#### Extrait
::::
Telle est, dans son ensemble la révocation de l'édit de Nantes. Le dernier article autorise à penser, il est inexplicable sans cela, que Louis XIV avait été réellement trompé sur les dragonnades de Louvois. Autrement comment aurait-il pu désavouer cette manière violente de convertir, non seulement pour l'avenir, mais pour le passé, dans l'édit même de conversion ? Comment aurait-il pu rai­sonner dans l'hypothèse de non-violence et aurait-il donné pour mesure de la tolérance qu'il promettait aux protestants non encore convertis, celle dont on avait usé envers les autres ? Comment sur­tout aurait-il compromis un succès poursuivi depuis si longtemps, si laborieusement obtenu, s'il eut cru que c'était une œuvre de violence et d'hypocrisie ?
::::
#### La consigne
Recopiez mot pour mot, dans l'extrait sur la révocation de l'édit de Nantes, tout ce qui va de « Telle est, dans » jusqu'à « et d'hypocrisie ? ». Les lignes ci-dessous viennent d'une autre source.

#### Données enregistrées
::::
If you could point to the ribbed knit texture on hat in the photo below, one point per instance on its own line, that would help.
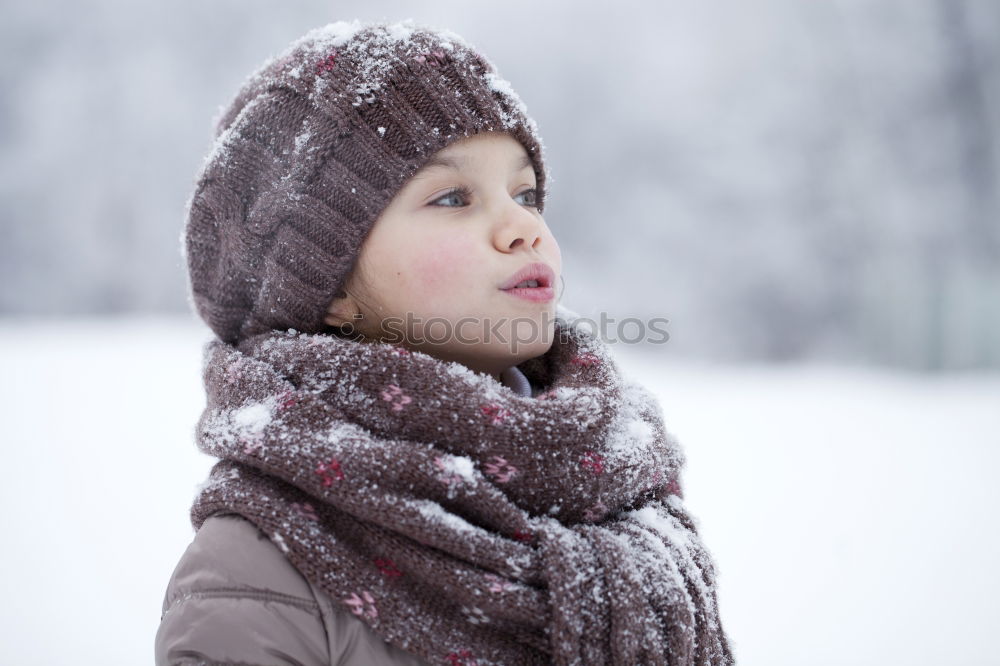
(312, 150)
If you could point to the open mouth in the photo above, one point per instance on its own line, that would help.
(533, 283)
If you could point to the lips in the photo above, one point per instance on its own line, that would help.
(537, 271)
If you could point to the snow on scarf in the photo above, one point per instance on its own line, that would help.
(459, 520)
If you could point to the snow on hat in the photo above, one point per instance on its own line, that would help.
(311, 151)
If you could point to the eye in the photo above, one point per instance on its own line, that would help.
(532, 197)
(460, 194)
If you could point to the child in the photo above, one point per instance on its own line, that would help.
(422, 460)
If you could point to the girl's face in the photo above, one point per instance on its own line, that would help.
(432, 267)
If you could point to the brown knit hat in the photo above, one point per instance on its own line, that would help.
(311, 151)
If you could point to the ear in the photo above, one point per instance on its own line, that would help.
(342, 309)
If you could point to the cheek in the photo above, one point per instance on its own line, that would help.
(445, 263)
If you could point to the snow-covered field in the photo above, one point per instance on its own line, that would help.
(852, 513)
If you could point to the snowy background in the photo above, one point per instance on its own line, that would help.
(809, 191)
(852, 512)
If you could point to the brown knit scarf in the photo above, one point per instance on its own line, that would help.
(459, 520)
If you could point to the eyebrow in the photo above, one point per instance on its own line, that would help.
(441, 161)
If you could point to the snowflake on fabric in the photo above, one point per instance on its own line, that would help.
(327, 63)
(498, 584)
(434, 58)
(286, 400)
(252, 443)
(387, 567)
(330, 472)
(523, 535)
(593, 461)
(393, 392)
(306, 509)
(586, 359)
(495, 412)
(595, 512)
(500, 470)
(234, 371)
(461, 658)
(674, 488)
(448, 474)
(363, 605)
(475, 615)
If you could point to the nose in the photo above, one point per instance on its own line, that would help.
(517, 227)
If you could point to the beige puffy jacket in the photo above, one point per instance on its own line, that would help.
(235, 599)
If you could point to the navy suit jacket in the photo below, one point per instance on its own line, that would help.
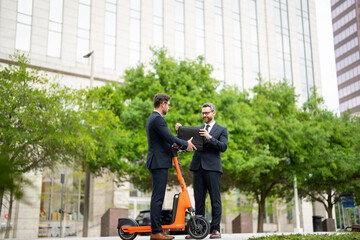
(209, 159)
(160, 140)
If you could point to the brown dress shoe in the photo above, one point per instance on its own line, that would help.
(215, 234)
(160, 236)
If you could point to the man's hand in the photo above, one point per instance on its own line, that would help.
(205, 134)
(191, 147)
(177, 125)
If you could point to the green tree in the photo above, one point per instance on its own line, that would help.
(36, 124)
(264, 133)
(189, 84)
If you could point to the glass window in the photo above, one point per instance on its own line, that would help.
::::
#### Résultat
Telle est, dans son ensemble la révocation de l'édit de Nantes. Le dernier article autorise à penser, il est inexplicable sans cela, que Louis XIV avait été réellement trompé sur les dragonnades de Louvois. Autrement comment aurait-il pu désavouer cette manière violente de convertir, non seulement pour l'avenir, mais pour le passé, dans l'édit même de conversion ? Comment aurait-il pu rai­sonner dans l'hypothèse de non-violence et aurait-il donné pour mesure de la tolérance qu'il promettait aux protestants non encore convertis, celle dont on avait usé envers les autres ? Comment sur­tout aurait-il compromis un succès poursuivi depuis si longtemps, si laborieusement obtenu, s'il eut cru que c'était une œuvre de violence et d'hypocrisie ?